Data in this exercise Block Start

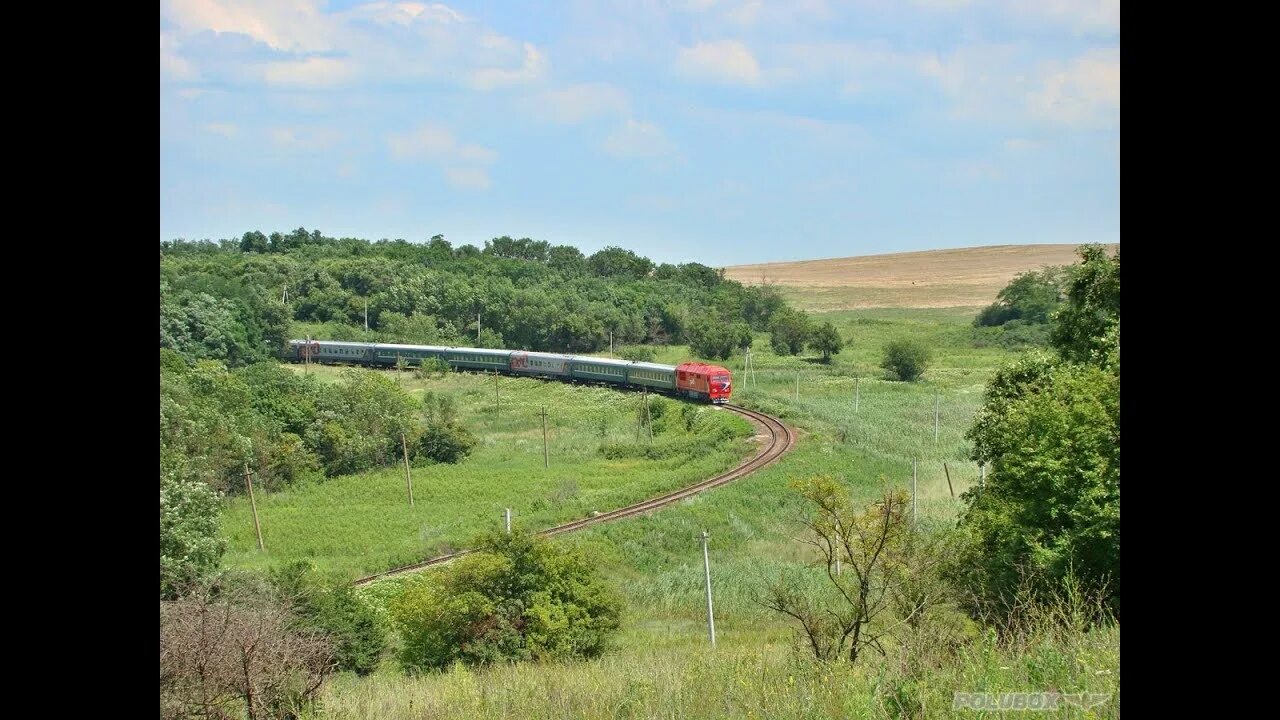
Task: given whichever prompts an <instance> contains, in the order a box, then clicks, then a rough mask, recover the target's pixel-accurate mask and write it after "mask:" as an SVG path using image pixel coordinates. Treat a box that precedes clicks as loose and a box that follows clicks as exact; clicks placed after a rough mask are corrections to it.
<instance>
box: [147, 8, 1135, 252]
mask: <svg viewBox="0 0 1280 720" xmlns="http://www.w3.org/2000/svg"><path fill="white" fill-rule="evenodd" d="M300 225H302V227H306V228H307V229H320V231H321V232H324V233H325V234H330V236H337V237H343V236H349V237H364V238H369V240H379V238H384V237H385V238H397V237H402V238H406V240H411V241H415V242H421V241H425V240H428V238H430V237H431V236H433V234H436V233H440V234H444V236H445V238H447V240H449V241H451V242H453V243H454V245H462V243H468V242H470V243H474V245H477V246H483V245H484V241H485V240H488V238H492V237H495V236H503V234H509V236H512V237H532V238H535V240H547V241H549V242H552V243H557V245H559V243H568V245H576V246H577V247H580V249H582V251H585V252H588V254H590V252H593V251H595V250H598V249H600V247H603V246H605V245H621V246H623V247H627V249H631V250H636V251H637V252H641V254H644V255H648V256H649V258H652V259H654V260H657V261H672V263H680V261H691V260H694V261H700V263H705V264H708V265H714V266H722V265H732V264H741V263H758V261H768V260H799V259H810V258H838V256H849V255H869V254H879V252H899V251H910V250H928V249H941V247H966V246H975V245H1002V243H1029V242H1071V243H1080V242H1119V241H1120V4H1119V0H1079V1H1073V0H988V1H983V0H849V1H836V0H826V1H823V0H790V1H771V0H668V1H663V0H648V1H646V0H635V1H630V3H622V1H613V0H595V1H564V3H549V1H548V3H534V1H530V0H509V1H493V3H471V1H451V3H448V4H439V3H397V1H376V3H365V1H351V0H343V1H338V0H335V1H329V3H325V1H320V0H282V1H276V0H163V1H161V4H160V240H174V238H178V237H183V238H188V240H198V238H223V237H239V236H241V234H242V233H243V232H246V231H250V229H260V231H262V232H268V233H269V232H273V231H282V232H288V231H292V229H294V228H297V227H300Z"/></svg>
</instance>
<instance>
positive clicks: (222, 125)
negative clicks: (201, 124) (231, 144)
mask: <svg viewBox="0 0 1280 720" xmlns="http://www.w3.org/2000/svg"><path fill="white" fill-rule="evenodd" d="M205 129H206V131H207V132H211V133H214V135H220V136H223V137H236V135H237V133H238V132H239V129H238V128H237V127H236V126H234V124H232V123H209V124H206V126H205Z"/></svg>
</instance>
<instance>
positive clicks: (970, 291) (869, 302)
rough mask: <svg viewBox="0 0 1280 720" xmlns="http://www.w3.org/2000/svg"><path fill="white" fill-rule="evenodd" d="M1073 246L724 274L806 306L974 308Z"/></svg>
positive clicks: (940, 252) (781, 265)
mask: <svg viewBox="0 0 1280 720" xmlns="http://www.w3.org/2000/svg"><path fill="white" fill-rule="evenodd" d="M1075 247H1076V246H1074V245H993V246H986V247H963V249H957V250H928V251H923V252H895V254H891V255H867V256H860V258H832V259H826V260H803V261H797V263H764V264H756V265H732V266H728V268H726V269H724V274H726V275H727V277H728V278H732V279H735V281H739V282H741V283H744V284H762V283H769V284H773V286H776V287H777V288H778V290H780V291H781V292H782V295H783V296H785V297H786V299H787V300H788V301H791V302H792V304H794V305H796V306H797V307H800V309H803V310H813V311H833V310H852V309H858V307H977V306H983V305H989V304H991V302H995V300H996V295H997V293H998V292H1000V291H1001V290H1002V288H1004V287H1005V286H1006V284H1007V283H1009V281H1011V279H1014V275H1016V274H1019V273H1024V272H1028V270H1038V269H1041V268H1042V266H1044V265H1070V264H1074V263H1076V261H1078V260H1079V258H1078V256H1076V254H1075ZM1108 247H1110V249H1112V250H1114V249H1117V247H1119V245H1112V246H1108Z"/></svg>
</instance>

Data in this exercise Block End

- [Task statement] Rewrite the listing above as a numbered list with one line per item, skipping blank lines. Leave out the pictures.

- [Solution for this problem]
1. Task: given whichever prompts an <instance> contains, in the order a box, then clicks, then a rough mask, recover the target's pixel-accurate mask and write it after "mask:" as an SVG path using image pixel coordinates. Treat a box that precedes clicks as loose and a box that follows clicks as exact; clicks placed after a rough mask are corrections to it.
2. <instance>
3. box: [147, 8, 1135, 252]
4. mask: <svg viewBox="0 0 1280 720" xmlns="http://www.w3.org/2000/svg"><path fill="white" fill-rule="evenodd" d="M300 225H302V227H306V228H307V229H320V231H321V232H324V233H325V234H330V236H337V237H343V236H349V237H364V238H369V240H379V238H384V237H385V238H397V237H402V238H406V240H411V241H415V242H421V241H425V240H428V238H430V237H431V236H433V234H436V233H440V234H444V236H445V238H447V240H449V241H451V242H453V243H454V245H462V243H468V242H470V243H474V245H477V246H483V245H484V241H485V240H488V238H492V237H495V236H503V234H509V236H512V237H532V238H535V240H547V241H549V242H552V243H557V245H559V243H568V245H576V246H577V247H580V249H582V251H585V252H588V254H590V252H593V251H595V250H598V249H600V247H603V246H605V245H621V246H623V247H627V249H631V250H636V251H637V252H641V254H644V255H648V256H649V258H652V259H654V260H657V261H672V263H680V261H691V260H694V261H700V263H705V264H708V265H714V266H722V265H732V264H741V263H758V261H768V260H799V259H810V258H838V256H849V255H869V254H879V252H899V251H910V250H928V249H941V247H966V246H975V245H1002V243H1029V242H1071V243H1080V242H1119V241H1120V4H1119V0H1079V1H1073V0H988V1H983V0H849V1H836V0H826V1H823V0H790V1H771V0H668V1H663V0H648V1H646V0H635V1H630V3H622V1H613V0H595V1H564V3H549V1H548V3H534V1H530V0H509V1H493V3H471V1H451V3H448V4H439V3H397V1H376V3H365V1H351V0H343V1H338V0H335V1H329V3H325V1H320V0H282V1H276V0H163V1H161V4H160V240H174V238H178V237H183V238H188V240H198V238H223V237H239V236H241V234H242V233H243V232H246V231H250V229H260V231H262V232H268V233H269V232H273V231H282V232H288V231H292V229H294V228H297V227H300Z"/></svg>
5. </instance>
6. <instance>
7. positive clicks: (222, 125)
8. negative clicks: (201, 124) (231, 144)
9. mask: <svg viewBox="0 0 1280 720" xmlns="http://www.w3.org/2000/svg"><path fill="white" fill-rule="evenodd" d="M205 129H206V131H207V132H211V133H214V135H220V136H223V137H236V135H237V133H238V132H239V129H238V128H237V127H236V126H234V124H232V123H209V124H206V126H205Z"/></svg>
10. </instance>
11. <instance>
12. positive clicks: (970, 291) (869, 302)
13. rough mask: <svg viewBox="0 0 1280 720" xmlns="http://www.w3.org/2000/svg"><path fill="white" fill-rule="evenodd" d="M1073 246L724 274L806 306L974 308Z"/></svg>
14. positive clicks: (940, 252) (781, 265)
15. mask: <svg viewBox="0 0 1280 720" xmlns="http://www.w3.org/2000/svg"><path fill="white" fill-rule="evenodd" d="M1075 247H1076V246H1074V245H993V246H986V247H963V249H957V250H928V251H923V252H895V254H891V255H867V256H860V258H832V259H826V260H803V261H797V263H764V264H756V265H732V266H728V268H726V269H724V274H726V275H727V277H728V278H732V279H735V281H739V282H741V283H744V284H762V283H769V284H773V286H776V287H777V288H778V290H780V291H781V292H782V295H783V296H785V297H786V299H787V300H788V301H791V302H792V304H794V305H796V306H797V307H800V309H803V310H813V311H833V310H852V309H858V307H977V306H983V305H989V304H991V302H995V300H996V295H997V293H998V292H1000V291H1001V290H1002V288H1004V287H1005V286H1006V284H1007V283H1009V281H1011V279H1014V275H1016V274H1019V273H1024V272H1028V270H1038V269H1041V268H1042V266H1044V265H1070V264H1074V263H1076V261H1078V260H1079V258H1078V256H1076V254H1075ZM1108 247H1110V249H1112V250H1114V249H1117V247H1119V245H1112V246H1108Z"/></svg>
16. </instance>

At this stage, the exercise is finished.